### TEXT PASSAGE
Hans Eysenck | |
---|---|
Born | Hans Jürgen Eysenck 4 March 1916 Berlin, German Empire |
Died | 4 September 1997 London, England |
(aged 81)
Citizenship | British |
Nationality | German |
Fields | Psychology |
Institutions |
Institute of Psychiatry King's College London |
Alma mater | University College London (UCL) |
Doctoral advisor | Cyril Burt |
Doctoral students | Peter L. Broadhurst, Jeffrey Alan Gray, Donald Prell |
Known for |
intelligence, personality, Eysenck Personality Questionnaire, differential psychology, education, psychiatry, behaviour therapy |
Hans Jürgen Eysenck, PhD, DSc (/ˈaɪzɛŋk/; 4 March 1916 – 4 September 1997) was a German-born psychologist who spent his professional career in Great Britain. He is best remembered for his work on intelligence and personality, though he worked in a wide range of areas within psychology. At the time of his death, Eysenck was the living psychologist most frequently cited in the peer-reviewed scientific journal literature.
Eysenck was born in Berlin, Germany. His mother was Silesian-born film star Helga Molander, and his father, Eduard Anton Eysenck, was a nightclub entertainer who was once voted "handsomest man on the Baltic coast". (pp. 8–11). His mother was Lutheran and father Catholic. Eysenck was brought up by his maternal grandmother. (His grandmother was a fervent Lutheran, but after she died in a concentration camp, Eysenck ascertained that she had come from a Jewish family.) (p. 80). An initial move to England in the 1930s became permanent because of his opposition to the Nazi party. "My hatred of Hitler and the Nazis, and all they stood for, was so overwhelming that no argument could counter it." (p. 40) Because of his German citizenship, he was initially unable to gain employment, and was almost interned during the war. He received his PhD in 1940 from University College London (UCL) working in the Department of Psychology under the supervision of Professor Sir Cyril Burt, with whom he had a tumultuous professional relationship throughout his working life. (pp. 118–119).

[Referring expression data]
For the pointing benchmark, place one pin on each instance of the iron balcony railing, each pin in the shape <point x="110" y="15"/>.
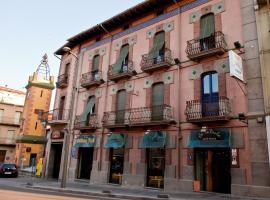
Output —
<point x="199" y="48"/>
<point x="161" y="114"/>
<point x="58" y="115"/>
<point x="163" y="60"/>
<point x="91" y="123"/>
<point x="199" y="111"/>
<point x="126" y="71"/>
<point x="91" y="78"/>
<point x="62" y="81"/>
<point x="10" y="121"/>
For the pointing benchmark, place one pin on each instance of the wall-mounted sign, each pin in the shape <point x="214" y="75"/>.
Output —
<point x="236" y="65"/>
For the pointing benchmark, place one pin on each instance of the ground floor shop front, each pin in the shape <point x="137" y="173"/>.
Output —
<point x="201" y="160"/>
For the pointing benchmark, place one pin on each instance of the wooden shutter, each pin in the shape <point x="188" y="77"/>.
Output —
<point x="207" y="26"/>
<point x="159" y="42"/>
<point x="120" y="106"/>
<point x="95" y="63"/>
<point x="116" y="68"/>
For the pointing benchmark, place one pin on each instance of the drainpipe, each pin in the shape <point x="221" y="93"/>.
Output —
<point x="179" y="139"/>
<point x="106" y="97"/>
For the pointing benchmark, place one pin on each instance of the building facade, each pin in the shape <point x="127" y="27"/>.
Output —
<point x="32" y="138"/>
<point x="11" y="107"/>
<point x="149" y="98"/>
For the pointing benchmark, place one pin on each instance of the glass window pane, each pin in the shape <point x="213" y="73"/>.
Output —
<point x="206" y="86"/>
<point x="214" y="83"/>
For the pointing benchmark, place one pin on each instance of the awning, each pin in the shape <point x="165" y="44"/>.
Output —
<point x="85" y="141"/>
<point x="31" y="139"/>
<point x="211" y="138"/>
<point x="116" y="141"/>
<point x="154" y="139"/>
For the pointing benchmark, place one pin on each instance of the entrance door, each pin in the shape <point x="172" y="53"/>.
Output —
<point x="212" y="169"/>
<point x="55" y="159"/>
<point x="85" y="162"/>
<point x="2" y="156"/>
<point x="32" y="160"/>
<point x="117" y="165"/>
<point x="61" y="108"/>
<point x="155" y="167"/>
<point x="157" y="101"/>
<point x="210" y="98"/>
<point x="120" y="107"/>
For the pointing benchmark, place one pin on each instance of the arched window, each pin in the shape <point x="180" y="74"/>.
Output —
<point x="158" y="50"/>
<point x="207" y="31"/>
<point x="157" y="101"/>
<point x="210" y="96"/>
<point x="120" y="106"/>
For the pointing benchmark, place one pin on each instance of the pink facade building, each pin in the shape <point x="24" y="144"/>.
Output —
<point x="146" y="99"/>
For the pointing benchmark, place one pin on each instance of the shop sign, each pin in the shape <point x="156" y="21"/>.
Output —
<point x="236" y="65"/>
<point x="210" y="134"/>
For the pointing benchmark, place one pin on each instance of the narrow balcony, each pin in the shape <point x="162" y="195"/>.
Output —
<point x="59" y="116"/>
<point x="144" y="116"/>
<point x="10" y="121"/>
<point x="205" y="111"/>
<point x="201" y="48"/>
<point x="90" y="124"/>
<point x="90" y="79"/>
<point x="62" y="81"/>
<point x="163" y="61"/>
<point x="126" y="71"/>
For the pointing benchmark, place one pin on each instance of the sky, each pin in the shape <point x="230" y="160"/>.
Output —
<point x="31" y="28"/>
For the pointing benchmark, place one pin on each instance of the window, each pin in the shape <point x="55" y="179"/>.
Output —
<point x="120" y="106"/>
<point x="121" y="64"/>
<point x="210" y="96"/>
<point x="158" y="49"/>
<point x="157" y="101"/>
<point x="17" y="117"/>
<point x="207" y="31"/>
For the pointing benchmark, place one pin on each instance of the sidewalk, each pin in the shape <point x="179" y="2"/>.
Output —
<point x="116" y="191"/>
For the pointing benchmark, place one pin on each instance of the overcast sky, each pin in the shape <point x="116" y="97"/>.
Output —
<point x="31" y="28"/>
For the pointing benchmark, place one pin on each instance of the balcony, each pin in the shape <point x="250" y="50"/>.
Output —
<point x="198" y="111"/>
<point x="201" y="48"/>
<point x="135" y="117"/>
<point x="59" y="116"/>
<point x="127" y="71"/>
<point x="91" y="124"/>
<point x="90" y="79"/>
<point x="62" y="81"/>
<point x="10" y="121"/>
<point x="163" y="61"/>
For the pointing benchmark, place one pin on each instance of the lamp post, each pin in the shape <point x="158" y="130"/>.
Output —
<point x="68" y="130"/>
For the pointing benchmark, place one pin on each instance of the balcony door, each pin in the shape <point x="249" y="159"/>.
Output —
<point x="157" y="101"/>
<point x="120" y="107"/>
<point x="210" y="98"/>
<point x="61" y="108"/>
<point x="207" y="32"/>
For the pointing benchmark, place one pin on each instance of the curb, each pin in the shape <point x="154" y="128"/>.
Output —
<point x="106" y="194"/>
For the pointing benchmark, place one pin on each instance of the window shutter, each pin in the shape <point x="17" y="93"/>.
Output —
<point x="88" y="109"/>
<point x="95" y="63"/>
<point x="159" y="42"/>
<point x="207" y="26"/>
<point x="158" y="94"/>
<point x="116" y="68"/>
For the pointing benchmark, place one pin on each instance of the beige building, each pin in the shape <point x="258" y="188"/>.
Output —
<point x="11" y="107"/>
<point x="32" y="139"/>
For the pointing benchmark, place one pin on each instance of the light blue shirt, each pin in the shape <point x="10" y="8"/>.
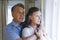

### YOUR TASKS
**1.** According to the Hans Eysenck passage, in what year did Eysenck receive his PhD from University College London?
**2.** Please say whether each statement agrees with the Hans Eysenck passage, answering yes or no and quoting the deciding words: (a) Eysenck was raised by his maternal grandmother. (b) Eysenck's father was Lutheran. (c) Eysenck found employment in England right away.
**3.** Carry the Hans Eysenck passage forward from its final sentence.

### RESULTS
**1.** 1940

**2.**
(a) Yes: "Eysenck was brought up by his maternal grandmother."
(b) No: "His mother was Lutheran and father Catholic."
(c) No: "Because of his German citizenship, he was initially unable to gain employment"

**3.**
Eysenck was Professor of Psychology at the Institute of Psychiatry, King's College London, from 1955 to 1983. He was a major contributor to the modern scientific theory of personality and a brilliant teacher who helped found treatment for mental illnesses. Eysenck also created and developed a distinctive dimensional model of personality structure based on empirical factor-analytic research, attempting to anchor these factors in biogenetic variation. In 1981, Eysenck became a founding member of the World Cultural Council. He was the founding editor of the international journal Personality and Individual Differences, and wrote about 80 books and more than 1600 journal articles. His son Michael Eysenck is also a noted psychology professor. Hans Eysenck died of a brain tumour in a London hospice in 1997. He was an atheist.